Cluster/Dask Management

  • initialize_cluster(config) - Initialize Dask cluster (local or SLURM)
  • make_slurm_cluster(config) - Create SLURM cluster with specified resources
  • make_local_cluster(config) - Create local Dask cluster with auto-detected resources

File Operations

  • find_files(directory, pattern) - Recursively find files matching pattern
  • find_matching_hk_file(pbp_file, hk_dir) - Find housekeeping file matching a PbP file
  • extract_base_filename(file_path) - Extract base filename from SP2XR file path
  • extract_sp2xr_filename_parts(filename) - Extract filename components (timestamp, instrument ID, etc.)

Time/Partition Management

  • extract_partitioned_datetimes(parquet_path) - Extract timestamps from partitioned Parquet paths
  • get_time_chunks_from_range(start, end, freq) - Generate time chunk tuples for processing
  • delete_partition_if_exists(output_path, partition_values) - Delete specific partition directory
  • floor_index_to_dt(df, dt_s) - Replace DatetimeIndex with lower-second floored values
  • calculate_delta_sec(time1, time2) - Calculate time difference in seconds
  • extract_datetime(filename) - Extract datetime from SP2XR filename

INI/YAML Conversion

  • read_xr_ini_file(ini_path) - Read SP2-XR .ini calibration file
  • find_and_validate_ini_files(directory) - Find and validate .ini files (ensure consistency)

Source material →
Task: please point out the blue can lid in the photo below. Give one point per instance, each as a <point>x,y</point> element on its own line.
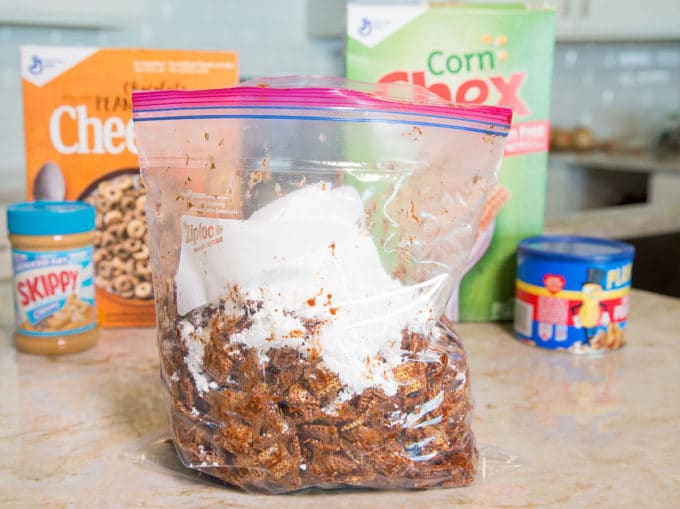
<point>50,218</point>
<point>568,247</point>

Tasks →
1. In the SP2XR function reference, what does floor_index_to_dt do?
2. Resume the SP2XR function reference after the find_and_validate_ini_files entry, adding more entries in the same format.
The listing has nothing to do with the SP2XR function reference.

Exercise responses →
1. It replaces the DatetimeIndex with lower-second floored values.

2.
  • export_xr_ini_to_yaml(ini_path, yaml_path) - Convert .ini file to YAML format
  • export_xr_ini_to_yaml_with_source(ini_path, yaml_path) - Convert .ini to YAML with source metadata

Utilities

  • chunks(lst, n) - Yield successive n-sized chunks from list
  • partition_rowcount(ddf) - Count total rows in Dask DataFrame

sp2xr.schema

Data schema definitions and type enforcement for SP2XR data streams.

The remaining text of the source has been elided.